TASK INSTRUCTIONS
Pull out each line of the items below that contains the string "statue" and reproduce those lines in their original order.
*** DATA IN THIS EXERCISE ***
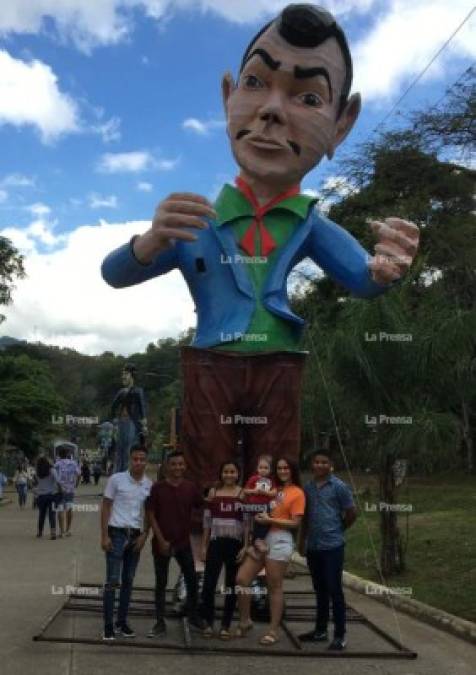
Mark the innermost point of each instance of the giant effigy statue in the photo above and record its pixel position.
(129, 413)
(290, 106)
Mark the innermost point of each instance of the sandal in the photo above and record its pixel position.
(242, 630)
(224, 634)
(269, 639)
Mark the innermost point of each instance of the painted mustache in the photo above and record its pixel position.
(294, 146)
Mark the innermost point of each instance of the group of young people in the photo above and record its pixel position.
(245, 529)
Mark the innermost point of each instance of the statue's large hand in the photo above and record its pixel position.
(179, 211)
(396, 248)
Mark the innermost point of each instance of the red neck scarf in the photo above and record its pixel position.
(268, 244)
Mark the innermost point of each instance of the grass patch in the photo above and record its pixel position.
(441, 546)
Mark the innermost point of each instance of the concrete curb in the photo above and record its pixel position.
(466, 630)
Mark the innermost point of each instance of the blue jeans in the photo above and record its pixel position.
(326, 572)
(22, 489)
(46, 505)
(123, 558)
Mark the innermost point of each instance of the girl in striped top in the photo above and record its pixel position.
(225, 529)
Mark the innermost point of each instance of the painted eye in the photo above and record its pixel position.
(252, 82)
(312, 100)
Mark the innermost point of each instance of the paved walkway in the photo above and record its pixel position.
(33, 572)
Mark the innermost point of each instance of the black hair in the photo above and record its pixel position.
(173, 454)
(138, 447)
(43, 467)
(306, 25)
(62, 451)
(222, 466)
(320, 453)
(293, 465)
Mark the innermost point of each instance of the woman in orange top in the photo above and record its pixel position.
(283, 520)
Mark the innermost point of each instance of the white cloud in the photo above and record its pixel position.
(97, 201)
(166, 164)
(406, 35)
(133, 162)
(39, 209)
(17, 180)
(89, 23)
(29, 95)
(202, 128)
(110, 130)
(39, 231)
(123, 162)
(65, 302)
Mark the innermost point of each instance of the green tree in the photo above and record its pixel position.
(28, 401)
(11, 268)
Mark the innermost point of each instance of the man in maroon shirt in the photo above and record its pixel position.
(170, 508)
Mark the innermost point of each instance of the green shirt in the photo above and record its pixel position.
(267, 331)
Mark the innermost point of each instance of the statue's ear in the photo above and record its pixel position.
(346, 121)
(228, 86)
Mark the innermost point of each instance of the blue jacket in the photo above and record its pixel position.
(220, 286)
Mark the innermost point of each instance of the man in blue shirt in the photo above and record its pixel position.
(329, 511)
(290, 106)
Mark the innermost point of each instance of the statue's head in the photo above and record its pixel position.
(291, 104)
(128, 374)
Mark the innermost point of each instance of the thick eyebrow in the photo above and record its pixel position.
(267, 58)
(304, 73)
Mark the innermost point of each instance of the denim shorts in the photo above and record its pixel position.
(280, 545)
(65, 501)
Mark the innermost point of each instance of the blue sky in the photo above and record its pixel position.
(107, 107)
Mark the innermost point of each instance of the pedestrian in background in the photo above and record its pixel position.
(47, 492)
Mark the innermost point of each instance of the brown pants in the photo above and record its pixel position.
***
*** DATA IN THIS EXERCISE ***
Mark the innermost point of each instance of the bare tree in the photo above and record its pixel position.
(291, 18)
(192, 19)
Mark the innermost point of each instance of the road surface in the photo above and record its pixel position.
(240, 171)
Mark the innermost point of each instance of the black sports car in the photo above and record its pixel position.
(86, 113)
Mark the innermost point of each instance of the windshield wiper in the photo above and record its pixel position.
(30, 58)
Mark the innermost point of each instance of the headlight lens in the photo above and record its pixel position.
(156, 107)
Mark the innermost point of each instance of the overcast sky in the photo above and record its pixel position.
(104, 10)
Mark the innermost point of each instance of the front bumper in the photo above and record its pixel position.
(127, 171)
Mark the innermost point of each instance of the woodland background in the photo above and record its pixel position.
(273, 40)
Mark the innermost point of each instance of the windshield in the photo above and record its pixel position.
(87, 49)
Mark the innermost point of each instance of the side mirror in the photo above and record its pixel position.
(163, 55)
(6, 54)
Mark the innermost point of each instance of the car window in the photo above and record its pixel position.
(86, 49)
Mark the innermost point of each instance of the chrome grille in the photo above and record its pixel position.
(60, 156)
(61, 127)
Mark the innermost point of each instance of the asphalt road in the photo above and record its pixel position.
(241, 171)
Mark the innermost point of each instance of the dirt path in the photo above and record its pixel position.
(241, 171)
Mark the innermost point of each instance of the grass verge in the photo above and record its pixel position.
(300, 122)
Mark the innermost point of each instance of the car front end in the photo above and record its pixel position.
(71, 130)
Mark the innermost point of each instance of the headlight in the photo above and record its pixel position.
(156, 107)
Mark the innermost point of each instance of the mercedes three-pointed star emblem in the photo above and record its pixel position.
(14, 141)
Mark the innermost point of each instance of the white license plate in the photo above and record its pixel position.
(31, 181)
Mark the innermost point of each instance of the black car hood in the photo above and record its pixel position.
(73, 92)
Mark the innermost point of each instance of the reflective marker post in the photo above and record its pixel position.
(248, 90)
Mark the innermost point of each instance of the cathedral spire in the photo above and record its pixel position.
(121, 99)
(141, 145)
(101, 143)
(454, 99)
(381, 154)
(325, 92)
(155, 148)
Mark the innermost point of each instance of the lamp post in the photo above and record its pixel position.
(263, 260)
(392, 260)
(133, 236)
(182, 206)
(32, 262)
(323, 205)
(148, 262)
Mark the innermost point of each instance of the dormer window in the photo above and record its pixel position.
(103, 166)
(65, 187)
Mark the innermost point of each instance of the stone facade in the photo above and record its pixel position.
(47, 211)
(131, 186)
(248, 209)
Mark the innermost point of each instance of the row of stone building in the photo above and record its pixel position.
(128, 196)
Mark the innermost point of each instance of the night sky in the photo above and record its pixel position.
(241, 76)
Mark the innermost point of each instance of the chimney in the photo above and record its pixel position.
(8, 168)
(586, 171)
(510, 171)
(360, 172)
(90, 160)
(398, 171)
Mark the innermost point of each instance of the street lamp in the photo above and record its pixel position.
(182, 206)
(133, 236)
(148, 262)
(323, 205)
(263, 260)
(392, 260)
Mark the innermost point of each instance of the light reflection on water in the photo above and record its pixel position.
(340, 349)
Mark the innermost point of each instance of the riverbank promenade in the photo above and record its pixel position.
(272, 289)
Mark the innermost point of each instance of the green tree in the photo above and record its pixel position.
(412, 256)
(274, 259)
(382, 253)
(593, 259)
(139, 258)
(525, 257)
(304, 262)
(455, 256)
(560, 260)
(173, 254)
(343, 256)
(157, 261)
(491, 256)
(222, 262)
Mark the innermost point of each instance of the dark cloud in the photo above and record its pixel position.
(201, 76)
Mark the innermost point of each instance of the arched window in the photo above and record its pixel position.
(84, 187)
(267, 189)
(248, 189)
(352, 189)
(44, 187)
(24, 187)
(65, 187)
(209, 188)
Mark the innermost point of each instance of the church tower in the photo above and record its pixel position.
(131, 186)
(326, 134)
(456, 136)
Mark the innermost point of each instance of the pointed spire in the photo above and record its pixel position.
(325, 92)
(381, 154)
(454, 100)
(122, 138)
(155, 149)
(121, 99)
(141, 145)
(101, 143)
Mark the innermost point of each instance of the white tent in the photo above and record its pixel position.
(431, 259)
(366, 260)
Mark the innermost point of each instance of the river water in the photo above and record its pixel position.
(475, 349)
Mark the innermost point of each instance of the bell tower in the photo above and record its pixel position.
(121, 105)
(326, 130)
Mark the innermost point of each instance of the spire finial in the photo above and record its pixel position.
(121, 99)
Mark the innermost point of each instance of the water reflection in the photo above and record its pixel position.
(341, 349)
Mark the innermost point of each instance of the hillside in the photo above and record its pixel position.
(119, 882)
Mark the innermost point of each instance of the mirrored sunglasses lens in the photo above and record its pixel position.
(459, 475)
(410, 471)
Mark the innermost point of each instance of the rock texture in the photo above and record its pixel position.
***
*** DATA IN THIS EXERCISE ***
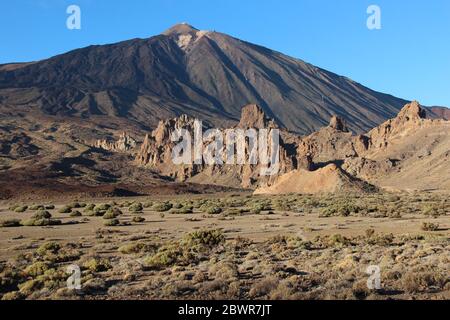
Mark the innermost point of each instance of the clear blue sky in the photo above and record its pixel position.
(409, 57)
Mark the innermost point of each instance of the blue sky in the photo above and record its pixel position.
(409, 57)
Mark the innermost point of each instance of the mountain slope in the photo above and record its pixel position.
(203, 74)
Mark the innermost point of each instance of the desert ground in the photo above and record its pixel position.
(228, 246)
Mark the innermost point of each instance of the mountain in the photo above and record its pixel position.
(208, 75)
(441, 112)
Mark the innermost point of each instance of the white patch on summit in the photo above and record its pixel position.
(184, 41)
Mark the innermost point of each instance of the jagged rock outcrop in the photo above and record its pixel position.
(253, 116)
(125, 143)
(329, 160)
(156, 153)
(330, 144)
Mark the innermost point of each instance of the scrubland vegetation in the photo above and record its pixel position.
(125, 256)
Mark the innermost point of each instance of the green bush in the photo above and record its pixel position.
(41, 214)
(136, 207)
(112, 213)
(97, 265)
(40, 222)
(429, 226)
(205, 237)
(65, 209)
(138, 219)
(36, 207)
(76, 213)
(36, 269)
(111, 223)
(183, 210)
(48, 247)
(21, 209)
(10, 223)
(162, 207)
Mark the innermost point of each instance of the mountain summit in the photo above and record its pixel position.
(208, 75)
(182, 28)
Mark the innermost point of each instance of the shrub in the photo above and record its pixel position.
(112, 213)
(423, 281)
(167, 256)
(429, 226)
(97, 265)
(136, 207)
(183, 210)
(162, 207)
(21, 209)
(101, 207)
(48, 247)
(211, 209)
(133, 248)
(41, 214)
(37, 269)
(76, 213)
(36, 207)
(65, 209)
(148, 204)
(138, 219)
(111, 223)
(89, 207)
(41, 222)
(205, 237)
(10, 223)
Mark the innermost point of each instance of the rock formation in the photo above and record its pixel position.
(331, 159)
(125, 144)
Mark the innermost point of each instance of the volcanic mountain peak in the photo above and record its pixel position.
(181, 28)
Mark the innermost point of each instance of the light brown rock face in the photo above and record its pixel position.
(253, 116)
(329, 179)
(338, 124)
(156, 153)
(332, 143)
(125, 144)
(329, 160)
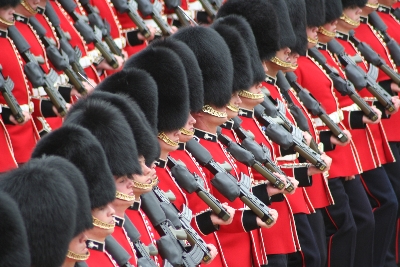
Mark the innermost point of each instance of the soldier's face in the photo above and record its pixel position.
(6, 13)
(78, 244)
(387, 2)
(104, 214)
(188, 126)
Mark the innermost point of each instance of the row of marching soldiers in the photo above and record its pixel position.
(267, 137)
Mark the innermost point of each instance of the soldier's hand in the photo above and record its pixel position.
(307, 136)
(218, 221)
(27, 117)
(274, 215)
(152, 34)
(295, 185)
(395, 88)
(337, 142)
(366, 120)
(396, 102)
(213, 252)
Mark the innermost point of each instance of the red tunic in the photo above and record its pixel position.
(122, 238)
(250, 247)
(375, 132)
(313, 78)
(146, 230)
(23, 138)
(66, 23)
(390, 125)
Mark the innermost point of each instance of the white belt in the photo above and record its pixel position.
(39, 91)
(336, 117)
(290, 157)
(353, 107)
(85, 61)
***
OUTPUT BELOW
Mark the innermost point of each instance of the giant effigy statue in the photo above and record its pixel position.
Mark the innermost point of each instance of the statue's large hand in the photo above and record its pixel position.
Mark the innermost point of each instance of the statue's ear in the photo above and record its pixel position.
Mark the innermost point of each instance of the statue's head in the photo above and record its pixel position.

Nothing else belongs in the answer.